> [Exercise set]:
• a. For each statement, (i) through (iii), say whether the passage on the Malaysian Palm Oil Council's position paper supports it, and quote the words that decide each one.
(i) The position paper appeared in the January 2018 issue of the "Journal of Oil Palm, Environment and Health."
(ii) The European Parliament resolution that prompted the paper was passed in 2018.
(iii) Dr. Kalyana Sundram describes the truth about palm oil as a simple dichotomy of good versus bad.
• b. According to the passage on the Malaysian Palm Oil Council's position paper, which European Parliament resolution prompted the paper?

> [Excerpt provided]:

........

The Malaysian Palm Oil Council (MPOC) is fighting back in light of European challenges. It has issued one of its most strongly worded position papers yet, aiming to bring more realistic perspectives to European Union (EU) policy measures about the use of palm oil. MPOC is calling for policies based on objective evidence and the complex realities of palm oil production, and warns that current EU recommendations are based on flawed and/or misinterpreted research.

The MPOC position paper, “Building a Sustainable Future Together: Malaysian Palm Oil and European Consumption,” was published in the January 2018 issue of the “Journal of Oil Palm, Environment and Health.” This paper was prompted by the European Parliament’s “Palm oil and the Deforestation of Rain Forests” resolution passed in 2017.

“This paper attempts to portray that the truth behind palm oil is not a simple dichotomy of good versus bad,” said Dr. Kalyana Sundram, the corresponding author of the report. “Rather it is more like the ocean: lots of hidden currents and eddies. Moreover, there is also some ugliness on all sides of the debate which should not be buried under the surface.”

........

> [Listing]:
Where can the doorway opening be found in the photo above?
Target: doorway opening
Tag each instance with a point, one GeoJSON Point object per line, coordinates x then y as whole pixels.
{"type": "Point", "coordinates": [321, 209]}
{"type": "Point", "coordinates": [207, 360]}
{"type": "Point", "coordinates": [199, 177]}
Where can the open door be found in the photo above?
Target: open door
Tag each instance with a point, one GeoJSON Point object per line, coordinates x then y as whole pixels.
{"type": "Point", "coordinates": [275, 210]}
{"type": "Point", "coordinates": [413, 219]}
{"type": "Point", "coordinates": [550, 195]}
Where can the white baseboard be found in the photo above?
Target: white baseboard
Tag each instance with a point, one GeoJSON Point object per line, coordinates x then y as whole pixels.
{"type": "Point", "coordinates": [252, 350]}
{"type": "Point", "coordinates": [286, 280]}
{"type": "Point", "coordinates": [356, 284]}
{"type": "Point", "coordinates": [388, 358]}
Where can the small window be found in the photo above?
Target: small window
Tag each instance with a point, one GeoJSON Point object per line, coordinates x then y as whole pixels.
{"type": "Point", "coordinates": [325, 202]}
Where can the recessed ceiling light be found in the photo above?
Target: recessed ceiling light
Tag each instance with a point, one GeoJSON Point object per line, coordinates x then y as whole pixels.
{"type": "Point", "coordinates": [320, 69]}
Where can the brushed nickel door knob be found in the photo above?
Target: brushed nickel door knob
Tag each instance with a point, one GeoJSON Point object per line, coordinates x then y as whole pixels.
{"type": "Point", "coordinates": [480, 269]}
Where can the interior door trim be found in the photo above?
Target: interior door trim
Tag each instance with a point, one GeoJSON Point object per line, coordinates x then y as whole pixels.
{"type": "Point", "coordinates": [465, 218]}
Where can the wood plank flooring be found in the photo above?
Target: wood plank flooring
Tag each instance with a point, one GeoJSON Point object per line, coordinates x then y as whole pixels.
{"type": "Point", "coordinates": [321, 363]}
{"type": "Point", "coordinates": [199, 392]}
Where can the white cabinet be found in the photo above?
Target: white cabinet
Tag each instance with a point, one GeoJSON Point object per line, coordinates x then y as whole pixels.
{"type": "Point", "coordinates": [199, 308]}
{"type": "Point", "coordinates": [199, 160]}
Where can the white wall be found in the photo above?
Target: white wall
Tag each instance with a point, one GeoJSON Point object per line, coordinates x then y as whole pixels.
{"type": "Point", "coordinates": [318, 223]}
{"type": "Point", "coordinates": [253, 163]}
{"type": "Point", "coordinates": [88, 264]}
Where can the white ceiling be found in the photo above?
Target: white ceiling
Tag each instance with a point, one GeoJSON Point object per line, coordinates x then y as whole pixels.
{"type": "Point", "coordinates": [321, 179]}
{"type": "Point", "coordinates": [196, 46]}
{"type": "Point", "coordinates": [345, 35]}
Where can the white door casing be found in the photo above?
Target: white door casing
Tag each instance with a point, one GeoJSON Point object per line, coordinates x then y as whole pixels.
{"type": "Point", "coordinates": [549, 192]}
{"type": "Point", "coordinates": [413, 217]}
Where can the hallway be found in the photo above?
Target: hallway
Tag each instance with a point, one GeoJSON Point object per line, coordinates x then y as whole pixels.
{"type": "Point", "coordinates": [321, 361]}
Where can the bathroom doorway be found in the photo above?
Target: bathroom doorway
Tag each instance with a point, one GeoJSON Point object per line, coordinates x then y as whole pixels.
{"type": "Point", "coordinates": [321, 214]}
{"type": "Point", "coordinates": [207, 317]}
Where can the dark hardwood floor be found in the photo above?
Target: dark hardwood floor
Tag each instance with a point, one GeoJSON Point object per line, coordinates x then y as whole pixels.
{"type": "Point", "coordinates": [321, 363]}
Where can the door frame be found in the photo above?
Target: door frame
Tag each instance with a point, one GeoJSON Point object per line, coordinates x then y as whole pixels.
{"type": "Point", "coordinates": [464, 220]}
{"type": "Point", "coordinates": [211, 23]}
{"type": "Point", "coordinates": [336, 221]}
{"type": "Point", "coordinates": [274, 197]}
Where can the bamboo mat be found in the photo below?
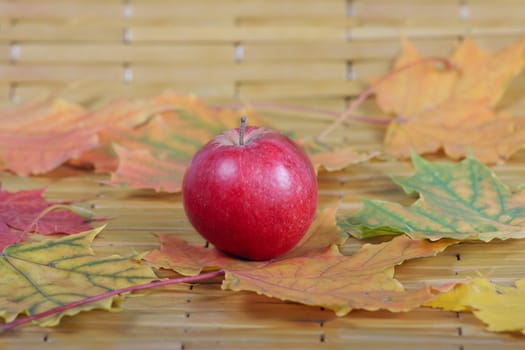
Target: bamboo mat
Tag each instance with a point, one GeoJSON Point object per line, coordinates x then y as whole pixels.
{"type": "Point", "coordinates": [306, 52]}
{"type": "Point", "coordinates": [204, 317]}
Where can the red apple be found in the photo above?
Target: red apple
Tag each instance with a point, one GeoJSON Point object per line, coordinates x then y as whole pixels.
{"type": "Point", "coordinates": [251, 192]}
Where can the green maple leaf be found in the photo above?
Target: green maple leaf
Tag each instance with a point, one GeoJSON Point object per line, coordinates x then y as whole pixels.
{"type": "Point", "coordinates": [37, 277]}
{"type": "Point", "coordinates": [464, 201]}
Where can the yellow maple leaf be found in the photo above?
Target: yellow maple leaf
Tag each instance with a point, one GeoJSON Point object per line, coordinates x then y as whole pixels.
{"type": "Point", "coordinates": [500, 307]}
{"type": "Point", "coordinates": [37, 277]}
{"type": "Point", "coordinates": [316, 273]}
{"type": "Point", "coordinates": [453, 109]}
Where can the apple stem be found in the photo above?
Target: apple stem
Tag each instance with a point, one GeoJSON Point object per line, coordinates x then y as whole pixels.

........

> [Exercise solutions]:
• a.
(i) Yes: "was published in the January 2018 issue of the “Journal of Oil Palm, Environment and Health.”"
(ii) No: "the European Parliament’s “Palm oil and the Deforestation of Rain Forests” resolution passed in 2017."
(iii) No: "the truth behind palm oil is not a simple dichotomy of good versus bad"

• b. The "Palm oil and the Deforestation of Rain Forests" resolution, passed in 2017.